# [Data to examine]
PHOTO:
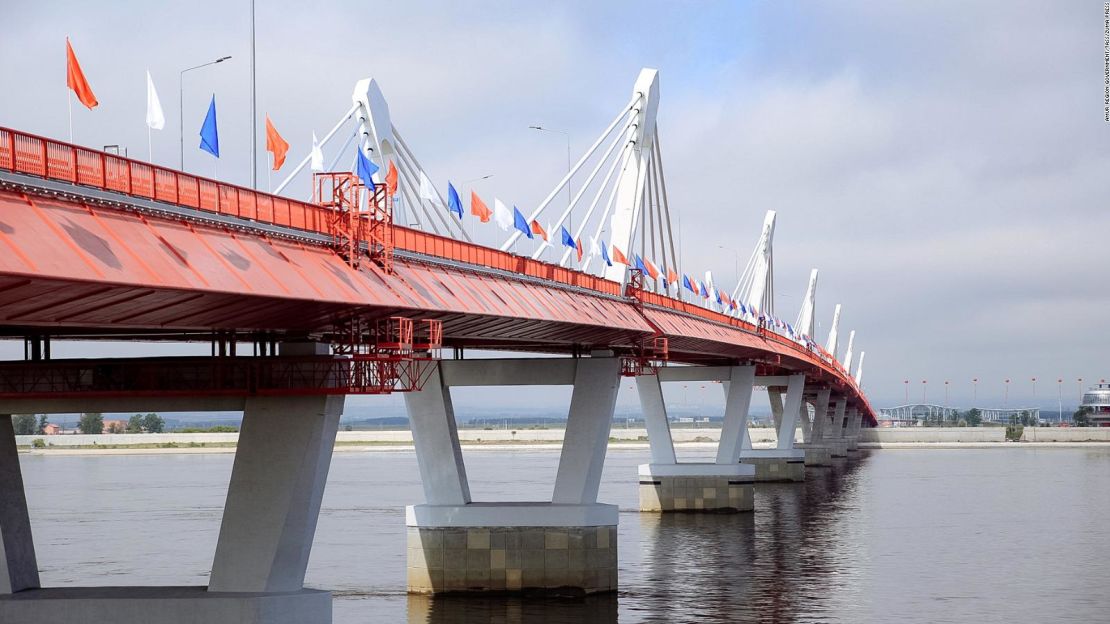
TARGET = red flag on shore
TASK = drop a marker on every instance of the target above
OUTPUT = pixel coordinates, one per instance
(275, 144)
(537, 229)
(478, 208)
(74, 79)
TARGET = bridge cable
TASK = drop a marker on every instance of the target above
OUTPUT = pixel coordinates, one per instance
(513, 238)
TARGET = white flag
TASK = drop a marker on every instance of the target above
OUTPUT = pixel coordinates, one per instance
(502, 214)
(154, 118)
(426, 190)
(318, 156)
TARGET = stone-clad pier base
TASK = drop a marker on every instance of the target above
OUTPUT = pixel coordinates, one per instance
(696, 487)
(571, 560)
(776, 464)
(526, 547)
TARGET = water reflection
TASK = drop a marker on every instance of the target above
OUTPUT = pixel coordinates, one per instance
(510, 610)
(777, 564)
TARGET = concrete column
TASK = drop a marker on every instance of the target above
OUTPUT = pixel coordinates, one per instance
(836, 422)
(775, 396)
(596, 381)
(820, 414)
(807, 428)
(18, 566)
(273, 500)
(435, 435)
(790, 408)
(737, 404)
(655, 419)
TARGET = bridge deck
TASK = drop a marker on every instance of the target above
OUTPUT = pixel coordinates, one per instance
(104, 255)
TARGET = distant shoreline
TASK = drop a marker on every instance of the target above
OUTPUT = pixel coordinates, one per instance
(386, 446)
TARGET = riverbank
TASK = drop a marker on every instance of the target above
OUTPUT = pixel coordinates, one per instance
(547, 439)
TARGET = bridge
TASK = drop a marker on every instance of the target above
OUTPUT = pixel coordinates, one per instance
(374, 285)
(925, 413)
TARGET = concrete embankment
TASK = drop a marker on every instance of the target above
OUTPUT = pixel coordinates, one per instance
(895, 438)
(1066, 434)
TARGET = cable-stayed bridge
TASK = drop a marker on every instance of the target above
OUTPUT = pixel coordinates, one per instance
(361, 287)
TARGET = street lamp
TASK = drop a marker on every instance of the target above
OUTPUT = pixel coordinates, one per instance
(181, 104)
(1059, 400)
(567, 136)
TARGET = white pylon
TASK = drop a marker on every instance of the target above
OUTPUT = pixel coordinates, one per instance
(847, 355)
(830, 345)
(805, 323)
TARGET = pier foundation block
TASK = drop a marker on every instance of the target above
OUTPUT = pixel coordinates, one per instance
(780, 465)
(817, 454)
(696, 487)
(513, 547)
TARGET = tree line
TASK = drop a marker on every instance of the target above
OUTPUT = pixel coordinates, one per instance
(90, 422)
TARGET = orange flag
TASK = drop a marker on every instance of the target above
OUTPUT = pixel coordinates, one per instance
(537, 229)
(275, 144)
(74, 79)
(478, 208)
(391, 180)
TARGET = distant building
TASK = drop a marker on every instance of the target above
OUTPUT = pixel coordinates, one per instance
(1098, 400)
(120, 426)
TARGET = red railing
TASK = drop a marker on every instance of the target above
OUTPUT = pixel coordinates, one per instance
(56, 160)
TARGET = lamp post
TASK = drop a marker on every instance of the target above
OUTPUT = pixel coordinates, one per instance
(1059, 400)
(567, 136)
(181, 106)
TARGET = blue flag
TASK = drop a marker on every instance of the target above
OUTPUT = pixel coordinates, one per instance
(366, 169)
(521, 223)
(567, 239)
(210, 140)
(454, 204)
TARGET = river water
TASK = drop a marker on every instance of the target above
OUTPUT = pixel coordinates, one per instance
(908, 535)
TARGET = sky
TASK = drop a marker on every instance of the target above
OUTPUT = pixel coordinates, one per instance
(944, 164)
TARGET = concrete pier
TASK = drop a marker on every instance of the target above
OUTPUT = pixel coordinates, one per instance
(265, 537)
(725, 485)
(566, 545)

# [Task]
Without the pictures, restate all the entries above exactly.

# [Task response]
PHOTO:
TARGET = red flag on shore
TASK = drop a marker on every instance of the target above
OUTPUT = pixel coordinates, one per instance
(275, 144)
(537, 229)
(478, 208)
(74, 79)
TARGET = bridge cable
TASK = drop a marker on every instance of the target above
OUTPUT = pixel coordinates, one per instance
(513, 238)
TARGET = white flag
TASK = drop a marker on every instance of the target above
OUTPUT = pixel coordinates, one per instance
(502, 214)
(154, 118)
(426, 190)
(318, 156)
TARGET = stone-clad pier base
TASK = drop a marker on every instance of the target above
OUTPUT = pixel coordinates, one per instance
(696, 487)
(571, 560)
(776, 464)
(526, 547)
TARGET = water reflection
TASK = drop a marker on every instance of the target above
OUTPUT = pixel coordinates, one per instance
(510, 610)
(777, 564)
TARGET = concrete column
TASK = drop a marker on every instance of the target above
OUTPUT = pixel coordinates, one per instance
(836, 422)
(775, 396)
(596, 381)
(820, 414)
(807, 428)
(18, 566)
(273, 500)
(435, 435)
(790, 408)
(737, 404)
(655, 419)
TARGET = bridge deck
TASK = drop a marker on every instance of the target above
OUTPUT = pixel coordinates, one per instance
(104, 255)
TARGET = distant shoreline
TASK = drop a marker on every instance of the target above
OUTPUT = pixel coordinates, one per instance
(386, 446)
TARGET = riverbank
TASK = drop a marker on every instance of the target above
OUTPUT = pixel coordinates, one per instance
(547, 439)
TARGET = bridge
TASK = drop a marker on every instance of the target above
OUTPUT = pixel coordinates, one per instance
(374, 285)
(925, 413)
TARGET = concrete embankment
TASK = drop a marker on every instance of the target above
OUTPUT = pixel coordinates, one per instance
(895, 438)
(1066, 434)
TARGET = cable-stayed bridge
TASK = drop a marker on every instance of the target above
OUTPUT = pixel coordinates, one per instance
(361, 287)
TARGET = street lamp
TASK = drop a marker on every instance of the target above
OUTPUT = pixel coordinates, one per instance
(181, 104)
(1059, 400)
(567, 136)
TARGET = white pylon
TASK = drop a marker on every instance of the target above
OUTPUT = pixel coordinates, one per instance
(847, 355)
(830, 345)
(805, 323)
TARGET = pier foundation block
TASK = drop a marker on every instance of the target above
OUTPUT = pixel coordinates, one per instance
(780, 465)
(817, 454)
(696, 487)
(513, 547)
TARGET = tree line
TASK = drop a marker on every instance of the target above
OUTPUT = pixel coordinates, one per instance
(90, 422)
TARGET = orange flag
TASK = drop a marker on every instance of the target above
OUTPUT = pixel coordinates, one per instance
(537, 229)
(275, 144)
(74, 79)
(478, 208)
(391, 180)
TARGET = distant building
TASK = drop a marker on every instance of the target above
OUTPUT = pixel coordinates, one per instance
(1098, 400)
(120, 426)
TARGET = red railing
TASK = drop a marker on every instance of the target above
OUTPUT = pixel coordinates, one per instance
(56, 160)
TARGET = lamp post
TASK = drop a marker on every instance of the target above
OUTPUT = pixel coordinates, one per instance
(1059, 400)
(567, 136)
(181, 106)
TARGET = blue flag
TASK = drop a marker on every instance of the target above
OUTPUT = pixel coordinates, one per instance
(366, 169)
(521, 223)
(567, 239)
(210, 140)
(454, 204)
TARGET = river water
TASK = drop a marker on every instance of the target above
OUTPUT = pixel coordinates, one per instance
(908, 535)
TARGET = sky
TASK = drop a marker on every instance of the target above
OUTPUT = pixel coordinates, one per instance
(944, 164)
TARGET = concrete pier
TASK = drop a marker on every instance of the target above
OUTPUT = pixel coordinates, one per instance
(265, 537)
(725, 485)
(566, 545)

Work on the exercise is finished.